___ DATASET EXCERPTS

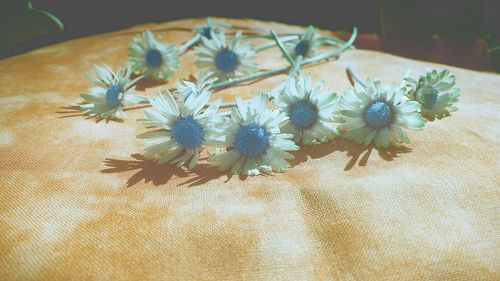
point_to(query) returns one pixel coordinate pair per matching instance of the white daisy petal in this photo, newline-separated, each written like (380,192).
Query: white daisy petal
(377,114)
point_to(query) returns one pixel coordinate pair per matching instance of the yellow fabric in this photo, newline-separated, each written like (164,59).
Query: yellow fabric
(78,202)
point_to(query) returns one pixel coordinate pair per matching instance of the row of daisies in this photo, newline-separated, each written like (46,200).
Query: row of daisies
(254,136)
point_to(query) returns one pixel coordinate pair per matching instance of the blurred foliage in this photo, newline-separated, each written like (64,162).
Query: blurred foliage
(21,23)
(408,18)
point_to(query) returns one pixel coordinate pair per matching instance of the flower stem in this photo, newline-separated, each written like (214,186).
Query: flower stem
(184,47)
(281,70)
(269,73)
(272,44)
(282,48)
(354,76)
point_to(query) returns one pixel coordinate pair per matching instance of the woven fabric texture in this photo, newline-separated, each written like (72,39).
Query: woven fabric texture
(78,202)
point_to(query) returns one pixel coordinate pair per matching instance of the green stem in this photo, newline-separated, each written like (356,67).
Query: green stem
(272,44)
(184,47)
(281,70)
(296,65)
(282,48)
(269,73)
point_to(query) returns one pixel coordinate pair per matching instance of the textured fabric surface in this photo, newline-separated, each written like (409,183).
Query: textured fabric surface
(78,202)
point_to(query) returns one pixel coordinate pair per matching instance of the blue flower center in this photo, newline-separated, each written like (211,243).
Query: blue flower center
(154,58)
(302,48)
(113,94)
(206,32)
(251,140)
(378,114)
(188,133)
(226,60)
(303,114)
(429,100)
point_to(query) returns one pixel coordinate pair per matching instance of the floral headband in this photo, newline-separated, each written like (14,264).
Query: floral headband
(256,136)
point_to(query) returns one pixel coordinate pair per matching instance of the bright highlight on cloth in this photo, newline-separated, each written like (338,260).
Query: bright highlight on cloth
(113,94)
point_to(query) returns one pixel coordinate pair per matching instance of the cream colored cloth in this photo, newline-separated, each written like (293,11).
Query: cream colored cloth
(77,202)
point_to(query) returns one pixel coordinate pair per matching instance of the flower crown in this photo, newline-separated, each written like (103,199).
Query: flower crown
(256,136)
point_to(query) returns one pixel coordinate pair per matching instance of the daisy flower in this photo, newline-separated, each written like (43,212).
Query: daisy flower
(181,130)
(152,58)
(184,88)
(435,91)
(308,42)
(225,59)
(309,109)
(253,140)
(209,27)
(379,115)
(111,91)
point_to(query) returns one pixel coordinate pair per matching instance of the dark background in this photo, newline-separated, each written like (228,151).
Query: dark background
(467,30)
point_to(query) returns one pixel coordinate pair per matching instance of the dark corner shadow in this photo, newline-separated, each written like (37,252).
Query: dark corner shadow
(145,169)
(145,83)
(356,152)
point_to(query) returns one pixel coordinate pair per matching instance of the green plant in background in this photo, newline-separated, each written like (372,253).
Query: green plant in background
(409,19)
(22,22)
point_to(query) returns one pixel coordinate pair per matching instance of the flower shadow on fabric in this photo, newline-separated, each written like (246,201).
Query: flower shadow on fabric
(356,152)
(160,174)
(74,111)
(157,174)
(145,169)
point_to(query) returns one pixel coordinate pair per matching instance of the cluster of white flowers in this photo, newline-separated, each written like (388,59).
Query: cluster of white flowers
(253,138)
(150,58)
(257,135)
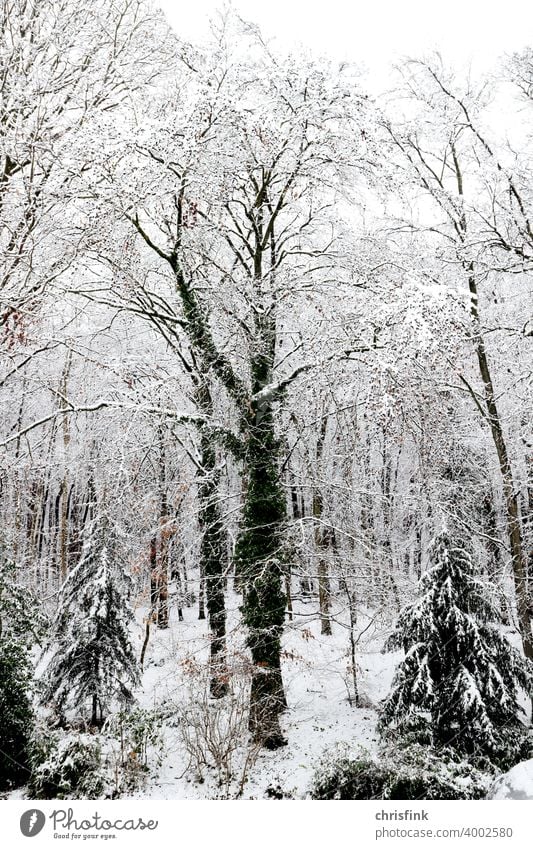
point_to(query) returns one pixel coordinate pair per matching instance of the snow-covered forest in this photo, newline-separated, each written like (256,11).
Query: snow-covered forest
(266,482)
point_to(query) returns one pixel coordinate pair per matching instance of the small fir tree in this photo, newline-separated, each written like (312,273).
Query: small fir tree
(92,662)
(20,627)
(460,680)
(16,714)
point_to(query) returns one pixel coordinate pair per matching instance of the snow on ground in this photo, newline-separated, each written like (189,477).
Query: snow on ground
(317,676)
(515,784)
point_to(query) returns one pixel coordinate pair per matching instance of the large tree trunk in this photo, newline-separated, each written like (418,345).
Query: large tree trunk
(212,567)
(259,558)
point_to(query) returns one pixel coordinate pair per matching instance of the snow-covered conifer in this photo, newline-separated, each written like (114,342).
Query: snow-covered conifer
(92,662)
(460,679)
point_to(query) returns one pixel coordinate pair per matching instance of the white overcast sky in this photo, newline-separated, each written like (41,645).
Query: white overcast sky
(376,32)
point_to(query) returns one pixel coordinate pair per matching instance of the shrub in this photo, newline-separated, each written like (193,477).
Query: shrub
(15,712)
(417,772)
(134,743)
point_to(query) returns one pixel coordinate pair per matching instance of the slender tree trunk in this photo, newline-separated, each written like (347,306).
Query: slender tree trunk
(510,488)
(212,560)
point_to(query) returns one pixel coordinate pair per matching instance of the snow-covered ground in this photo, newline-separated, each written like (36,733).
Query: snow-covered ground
(317,677)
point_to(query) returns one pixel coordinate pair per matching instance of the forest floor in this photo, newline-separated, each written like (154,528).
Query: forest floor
(318,680)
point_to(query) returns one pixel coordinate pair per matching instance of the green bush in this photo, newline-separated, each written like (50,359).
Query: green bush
(15,712)
(133,746)
(67,766)
(417,772)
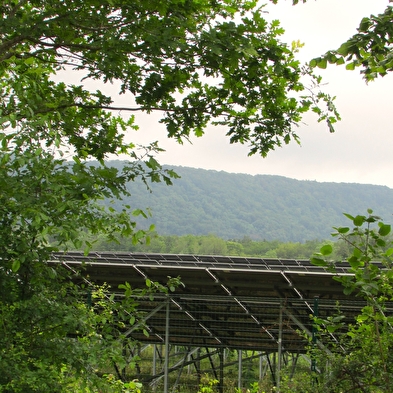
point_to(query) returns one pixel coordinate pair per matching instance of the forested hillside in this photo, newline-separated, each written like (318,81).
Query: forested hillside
(233,206)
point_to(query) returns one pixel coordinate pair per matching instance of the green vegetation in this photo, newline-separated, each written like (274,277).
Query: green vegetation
(194,62)
(261,207)
(213,245)
(362,358)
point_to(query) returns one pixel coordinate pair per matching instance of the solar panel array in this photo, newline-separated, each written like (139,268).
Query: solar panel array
(230,302)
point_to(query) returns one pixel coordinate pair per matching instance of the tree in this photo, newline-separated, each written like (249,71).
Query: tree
(370,48)
(362,359)
(196,62)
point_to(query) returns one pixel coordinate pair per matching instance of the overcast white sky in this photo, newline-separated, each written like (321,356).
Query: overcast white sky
(361,149)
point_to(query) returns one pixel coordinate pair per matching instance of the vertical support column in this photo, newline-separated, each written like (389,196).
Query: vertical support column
(279,354)
(239,369)
(154,366)
(314,333)
(166,362)
(221,381)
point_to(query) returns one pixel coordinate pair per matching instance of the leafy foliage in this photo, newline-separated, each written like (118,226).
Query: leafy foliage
(362,359)
(260,207)
(370,48)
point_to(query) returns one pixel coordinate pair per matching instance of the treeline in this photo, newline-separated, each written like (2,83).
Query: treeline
(213,245)
(261,207)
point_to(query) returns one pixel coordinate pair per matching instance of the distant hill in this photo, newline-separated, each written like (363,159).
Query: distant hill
(233,206)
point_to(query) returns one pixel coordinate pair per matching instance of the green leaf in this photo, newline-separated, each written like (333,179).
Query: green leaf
(15,265)
(327,249)
(322,63)
(359,220)
(384,229)
(350,66)
(318,262)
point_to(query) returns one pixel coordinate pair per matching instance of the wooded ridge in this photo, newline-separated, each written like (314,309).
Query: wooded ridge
(268,207)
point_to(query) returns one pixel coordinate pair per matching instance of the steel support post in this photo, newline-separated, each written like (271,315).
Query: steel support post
(166,362)
(239,368)
(279,352)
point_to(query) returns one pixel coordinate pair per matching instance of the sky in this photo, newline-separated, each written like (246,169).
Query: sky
(361,148)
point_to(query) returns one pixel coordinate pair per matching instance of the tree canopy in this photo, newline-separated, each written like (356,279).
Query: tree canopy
(370,49)
(197,62)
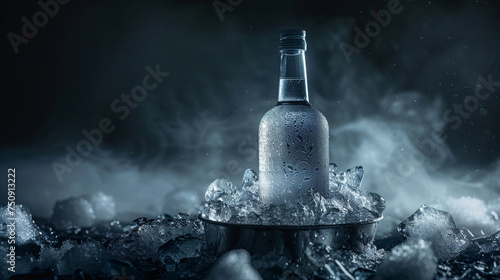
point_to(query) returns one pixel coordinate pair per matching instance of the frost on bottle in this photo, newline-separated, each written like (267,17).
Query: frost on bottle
(293,136)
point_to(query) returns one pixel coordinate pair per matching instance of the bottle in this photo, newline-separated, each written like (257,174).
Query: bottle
(293,136)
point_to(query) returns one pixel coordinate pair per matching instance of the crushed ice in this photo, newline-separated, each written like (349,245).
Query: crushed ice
(346,203)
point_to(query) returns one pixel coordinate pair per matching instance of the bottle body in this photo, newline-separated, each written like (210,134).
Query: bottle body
(293,153)
(293,136)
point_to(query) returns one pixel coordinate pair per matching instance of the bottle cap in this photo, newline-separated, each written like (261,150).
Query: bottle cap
(293,39)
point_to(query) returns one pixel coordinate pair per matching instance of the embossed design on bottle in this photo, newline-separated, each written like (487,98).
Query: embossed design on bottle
(293,136)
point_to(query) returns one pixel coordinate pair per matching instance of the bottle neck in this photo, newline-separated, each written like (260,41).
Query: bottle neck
(293,77)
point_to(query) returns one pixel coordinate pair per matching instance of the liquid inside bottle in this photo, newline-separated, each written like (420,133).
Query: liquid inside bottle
(293,136)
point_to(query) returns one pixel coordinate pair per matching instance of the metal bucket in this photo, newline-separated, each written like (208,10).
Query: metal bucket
(290,241)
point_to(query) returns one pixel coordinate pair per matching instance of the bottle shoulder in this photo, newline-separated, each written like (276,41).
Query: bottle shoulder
(294,110)
(290,113)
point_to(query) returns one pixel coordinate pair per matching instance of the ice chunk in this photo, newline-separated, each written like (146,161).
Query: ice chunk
(471,213)
(143,240)
(412,260)
(89,256)
(18,221)
(220,189)
(234,265)
(182,201)
(49,255)
(179,249)
(103,206)
(75,211)
(437,227)
(346,204)
(351,177)
(24,263)
(250,182)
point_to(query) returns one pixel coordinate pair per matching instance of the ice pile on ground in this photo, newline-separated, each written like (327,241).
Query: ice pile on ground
(437,227)
(234,265)
(411,260)
(182,201)
(345,203)
(142,241)
(83,211)
(471,214)
(17,221)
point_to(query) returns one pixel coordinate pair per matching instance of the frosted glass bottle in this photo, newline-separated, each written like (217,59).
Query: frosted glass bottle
(293,136)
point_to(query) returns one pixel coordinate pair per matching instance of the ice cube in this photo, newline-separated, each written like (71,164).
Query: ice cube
(312,207)
(471,213)
(103,206)
(18,221)
(437,227)
(49,255)
(142,242)
(75,211)
(234,265)
(351,177)
(250,182)
(89,256)
(411,260)
(220,189)
(179,249)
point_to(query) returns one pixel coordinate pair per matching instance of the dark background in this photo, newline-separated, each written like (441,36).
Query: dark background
(201,122)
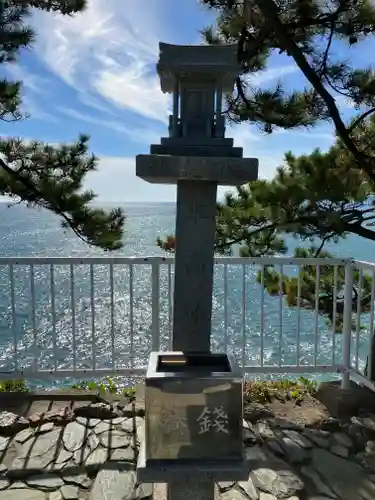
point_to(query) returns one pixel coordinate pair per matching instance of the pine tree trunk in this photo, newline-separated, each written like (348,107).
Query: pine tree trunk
(371,369)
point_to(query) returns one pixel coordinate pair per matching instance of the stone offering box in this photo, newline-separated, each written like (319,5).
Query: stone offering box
(194,413)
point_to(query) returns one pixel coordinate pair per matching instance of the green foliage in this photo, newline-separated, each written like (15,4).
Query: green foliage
(321,291)
(309,29)
(39,174)
(263,392)
(13,386)
(105,385)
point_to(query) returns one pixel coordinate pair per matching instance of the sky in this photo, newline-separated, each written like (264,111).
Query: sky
(95,74)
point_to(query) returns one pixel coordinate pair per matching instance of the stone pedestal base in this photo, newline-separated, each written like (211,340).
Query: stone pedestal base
(166,169)
(342,402)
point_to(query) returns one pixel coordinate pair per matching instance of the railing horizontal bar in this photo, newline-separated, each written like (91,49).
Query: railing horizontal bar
(148,260)
(361,379)
(55,375)
(293,369)
(80,260)
(364,265)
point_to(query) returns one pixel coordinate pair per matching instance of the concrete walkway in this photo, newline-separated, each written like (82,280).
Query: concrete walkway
(89,453)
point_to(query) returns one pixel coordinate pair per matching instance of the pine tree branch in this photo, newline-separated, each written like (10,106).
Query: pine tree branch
(270,12)
(360,119)
(39,196)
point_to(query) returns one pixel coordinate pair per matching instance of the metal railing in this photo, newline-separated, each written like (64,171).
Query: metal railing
(96,316)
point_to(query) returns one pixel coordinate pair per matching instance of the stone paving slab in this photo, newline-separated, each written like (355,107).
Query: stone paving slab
(92,455)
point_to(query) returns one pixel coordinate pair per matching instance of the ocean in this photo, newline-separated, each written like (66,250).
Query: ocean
(26,232)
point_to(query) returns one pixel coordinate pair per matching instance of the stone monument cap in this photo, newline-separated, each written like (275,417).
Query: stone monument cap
(199,62)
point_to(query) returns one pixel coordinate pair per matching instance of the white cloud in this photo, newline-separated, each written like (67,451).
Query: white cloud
(108,51)
(115,181)
(266,75)
(135,134)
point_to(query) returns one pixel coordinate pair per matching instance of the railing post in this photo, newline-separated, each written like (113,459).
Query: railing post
(347,324)
(155,304)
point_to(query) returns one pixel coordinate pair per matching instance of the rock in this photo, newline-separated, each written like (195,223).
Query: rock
(23,494)
(4,483)
(69,492)
(23,436)
(19,485)
(11,423)
(368,461)
(39,445)
(233,494)
(339,450)
(88,422)
(280,423)
(358,435)
(254,412)
(132,424)
(293,451)
(55,495)
(80,456)
(368,422)
(275,447)
(117,420)
(115,439)
(318,498)
(298,438)
(63,456)
(330,424)
(4,443)
(97,458)
(318,437)
(370,448)
(271,474)
(74,436)
(342,439)
(60,415)
(264,431)
(46,482)
(144,490)
(225,485)
(111,484)
(248,436)
(345,478)
(46,427)
(76,476)
(97,410)
(320,487)
(24,467)
(103,427)
(249,488)
(123,454)
(91,444)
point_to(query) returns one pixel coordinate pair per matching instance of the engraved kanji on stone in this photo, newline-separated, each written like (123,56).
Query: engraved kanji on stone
(172,422)
(216,420)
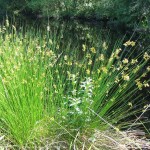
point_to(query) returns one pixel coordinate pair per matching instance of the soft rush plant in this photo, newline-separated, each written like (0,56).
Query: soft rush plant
(44,90)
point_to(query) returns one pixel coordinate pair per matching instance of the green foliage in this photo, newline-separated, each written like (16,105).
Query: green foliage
(47,89)
(130,11)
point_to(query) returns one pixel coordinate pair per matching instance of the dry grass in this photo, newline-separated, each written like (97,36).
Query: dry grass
(100,140)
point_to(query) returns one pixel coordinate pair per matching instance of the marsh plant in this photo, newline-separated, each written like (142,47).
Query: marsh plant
(46,90)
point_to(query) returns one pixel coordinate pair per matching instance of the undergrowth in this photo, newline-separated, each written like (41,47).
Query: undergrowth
(55,93)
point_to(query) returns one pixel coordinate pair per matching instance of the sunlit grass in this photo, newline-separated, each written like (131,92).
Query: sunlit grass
(45,91)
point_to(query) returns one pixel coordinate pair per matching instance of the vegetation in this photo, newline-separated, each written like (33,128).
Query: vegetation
(130,12)
(52,90)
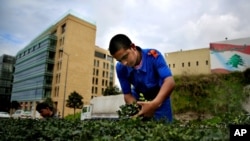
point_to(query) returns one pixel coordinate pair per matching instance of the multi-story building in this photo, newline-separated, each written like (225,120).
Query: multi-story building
(60,61)
(103,71)
(189,62)
(6,77)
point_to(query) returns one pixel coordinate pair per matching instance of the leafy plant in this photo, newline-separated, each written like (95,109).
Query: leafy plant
(74,101)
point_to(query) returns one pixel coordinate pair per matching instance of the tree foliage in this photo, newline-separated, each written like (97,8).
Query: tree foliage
(74,101)
(111,90)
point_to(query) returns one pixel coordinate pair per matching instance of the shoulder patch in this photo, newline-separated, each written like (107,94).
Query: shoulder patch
(153,53)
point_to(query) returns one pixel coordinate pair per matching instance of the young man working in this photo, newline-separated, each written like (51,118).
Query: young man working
(146,70)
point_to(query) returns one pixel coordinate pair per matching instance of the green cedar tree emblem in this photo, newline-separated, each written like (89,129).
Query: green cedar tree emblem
(235,61)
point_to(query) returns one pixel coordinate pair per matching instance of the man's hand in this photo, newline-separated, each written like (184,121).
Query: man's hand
(147,108)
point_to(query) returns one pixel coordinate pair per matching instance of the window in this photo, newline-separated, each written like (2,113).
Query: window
(97,72)
(206,62)
(63,28)
(96,81)
(100,55)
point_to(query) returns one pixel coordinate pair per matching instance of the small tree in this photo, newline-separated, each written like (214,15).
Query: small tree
(111,90)
(15,105)
(74,101)
(49,101)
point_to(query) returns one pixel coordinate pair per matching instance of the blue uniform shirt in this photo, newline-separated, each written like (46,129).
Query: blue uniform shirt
(147,79)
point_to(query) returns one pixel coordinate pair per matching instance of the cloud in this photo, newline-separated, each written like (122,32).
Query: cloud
(164,24)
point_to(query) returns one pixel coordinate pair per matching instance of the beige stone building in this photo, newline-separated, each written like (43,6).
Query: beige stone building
(189,62)
(103,71)
(61,60)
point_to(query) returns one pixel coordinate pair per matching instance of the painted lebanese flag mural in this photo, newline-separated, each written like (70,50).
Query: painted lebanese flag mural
(226,58)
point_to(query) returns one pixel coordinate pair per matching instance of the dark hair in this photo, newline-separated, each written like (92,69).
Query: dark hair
(118,42)
(43,105)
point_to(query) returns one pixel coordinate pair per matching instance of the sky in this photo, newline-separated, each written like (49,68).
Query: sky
(166,25)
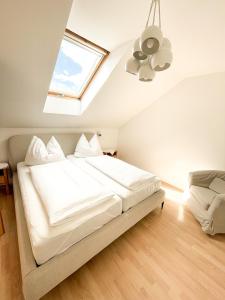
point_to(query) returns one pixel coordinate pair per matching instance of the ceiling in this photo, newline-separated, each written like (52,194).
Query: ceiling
(196,30)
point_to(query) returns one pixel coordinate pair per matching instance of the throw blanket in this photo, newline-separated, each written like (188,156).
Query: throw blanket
(127,175)
(66,191)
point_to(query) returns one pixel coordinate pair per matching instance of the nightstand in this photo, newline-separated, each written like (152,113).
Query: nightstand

______

### PROBLEM TO SOLVE
Reproduce word for word the lines running from the line with "written like (70,50)." through the end of the data, both included, and nothing else; leave out the pictures.

### REPLY TO THE EXERCISE
point_to(query) returns one pixel coordinate pair per matching instance of the painted lebanese flag mural in this photo, newline-separated, each written like (70,50).
Query: painted lebanese flag mural
(226,58)
point_to(query) returns one pixel coordinate pair per matching instance of the dark hair in this photo, newline-separated, each written like (92,69).
Query: dark hair
(118,42)
(43,105)
point_to(query) returns one pixel coordinate pair per matching instance of the sky in this photo, newline-separated, each written like (49,68).
Query: sky
(166,25)
point_to(query) returns one pixel coordinate pair per matching instance of the ceiling in this photo, newline-separated, each written like (52,194).
Query: ceiling
(196,30)
point_to(query) returns one pixel coordinate pair per matching instance of the throw blanket in this photo, newline-separated, each written like (188,156).
Query: throw blanket
(127,175)
(66,191)
point_to(query) returns one pixel coordinate pair per matching instance of the nightstand in this photo, newline-separated, each written like (152,113).
Query: nightstand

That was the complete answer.